## Task requirements
Transcribe the records below line by line, exactly as they read.
* * * * * * *
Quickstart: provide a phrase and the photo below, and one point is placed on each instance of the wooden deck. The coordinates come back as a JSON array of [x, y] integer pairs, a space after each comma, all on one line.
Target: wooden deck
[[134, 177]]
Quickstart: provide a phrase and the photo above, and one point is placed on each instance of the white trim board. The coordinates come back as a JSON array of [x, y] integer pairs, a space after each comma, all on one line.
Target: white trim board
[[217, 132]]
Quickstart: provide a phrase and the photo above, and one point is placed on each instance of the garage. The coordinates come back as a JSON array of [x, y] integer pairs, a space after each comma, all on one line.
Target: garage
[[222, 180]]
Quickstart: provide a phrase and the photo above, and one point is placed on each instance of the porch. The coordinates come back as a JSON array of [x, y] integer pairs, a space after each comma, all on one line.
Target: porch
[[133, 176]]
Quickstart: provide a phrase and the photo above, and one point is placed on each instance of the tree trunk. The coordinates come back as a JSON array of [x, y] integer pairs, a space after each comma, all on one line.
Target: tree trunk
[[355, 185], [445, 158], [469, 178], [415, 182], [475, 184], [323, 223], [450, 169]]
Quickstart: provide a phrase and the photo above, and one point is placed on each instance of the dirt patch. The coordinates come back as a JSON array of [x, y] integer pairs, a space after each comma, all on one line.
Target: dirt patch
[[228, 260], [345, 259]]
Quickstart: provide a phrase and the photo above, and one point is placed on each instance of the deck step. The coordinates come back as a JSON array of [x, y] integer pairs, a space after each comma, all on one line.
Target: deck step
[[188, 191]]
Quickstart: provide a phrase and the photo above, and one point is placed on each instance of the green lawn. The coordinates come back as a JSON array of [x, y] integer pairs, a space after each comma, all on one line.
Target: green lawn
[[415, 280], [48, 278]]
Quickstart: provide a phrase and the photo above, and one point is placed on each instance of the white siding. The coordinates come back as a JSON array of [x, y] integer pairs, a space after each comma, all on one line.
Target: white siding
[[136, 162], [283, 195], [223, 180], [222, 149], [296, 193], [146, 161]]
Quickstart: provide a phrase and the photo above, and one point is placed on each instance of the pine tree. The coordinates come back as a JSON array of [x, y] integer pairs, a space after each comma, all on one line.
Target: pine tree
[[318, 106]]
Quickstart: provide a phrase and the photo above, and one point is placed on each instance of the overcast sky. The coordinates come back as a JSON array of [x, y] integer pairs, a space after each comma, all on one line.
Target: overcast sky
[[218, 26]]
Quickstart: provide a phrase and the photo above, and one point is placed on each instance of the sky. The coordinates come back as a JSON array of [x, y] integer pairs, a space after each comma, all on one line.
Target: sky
* * * * * * *
## Response below
Quickstart: provide a phrase and the photo below, and one point is placed on each instance of the wooden deck. The coordinates come back as a JSON array of [x, y] integer pairs, a space after each comma, all on one line.
Target: wooden deck
[[134, 177]]
Quickstart: provide a phrase and the photo above, and one point is placed on each instance of the white trim board. The coordinates come back as a JSON array of [x, y] integer pairs, a space after each comma, all on one line.
Target: white trim board
[[217, 132]]
Quickstart: provide a phrase and the photo above, and one point is placed on each instance of the garage. The coordinates come back as a JSON array of [x, y] integer pairs, a space after each comma, all on one line.
Target: garage
[[222, 180]]
Quickstart: provide a phrase and the photo above, and one point is placed on each instance of the porch. The coordinates come back as a JSON array of [x, y] integer pairs, a space after each comma, all on one line.
Target: porch
[[133, 176]]
Quickstart: provide a phrase and the photo above, and one point is placed on each instance of the tree trunk. The coordinates come back as a JSON array of [x, y] integer pairs, a space after each comma, all on one line.
Target: tree trunk
[[355, 185], [445, 158], [469, 178], [415, 182], [475, 184], [323, 223], [450, 169]]
Quickstart: provide a phrase and the photo above, and one point is placed on each instance of the dirt patch. The coordinates come back as a JSON array of [x, y] integer pairs, a space after each comma, all on one line.
Target: dirt patch
[[228, 260], [345, 259]]
Quickstart: provide a phrase and the photo above, and one point is placed on each instance of the deck step. The coordinates come back as a JSON array of [x, y] integer pairs, a space after each comma, all on one line.
Target: deck step
[[188, 191]]
Quickstart: provide a phrase and the photo above, and one point is placed on each instance of the green lawn. The coordinates come back as a JSON array of [x, y] integer pairs, a space after each comma, all on one line.
Target: green lawn
[[415, 280], [48, 278]]
Quickstart: provide a phrase and the photo above, and one point is placed on each instance of the white siding. The coordinates come back as a JSON array of [x, y] integer pairs, a space after each comma, all on one line.
Target: white siding
[[136, 162], [283, 195], [223, 180], [222, 149], [296, 193], [146, 161]]
Quickstart: provide a phrase and the photo above, and one point is placed on each instance of the pine tree. The coordinates come back as a JSON array of [x, y] integer pairs, a space after each comma, all on one line.
Target: pine tree
[[318, 106]]
Quickstart: provide a phrase and the photo above, and one point is placed on each instance of the overcast sky. The coordinates come back as a JSON array of [x, y] integer pairs, a space after each comma, all on one line.
Target: overcast sky
[[218, 26]]
Quickstart: provide a phrase and the photo above, and one point is placed on each instance of the sky. The coordinates come back as a JSON array of [x, y] integer pairs, a space after each comma, all on one line.
Target: sky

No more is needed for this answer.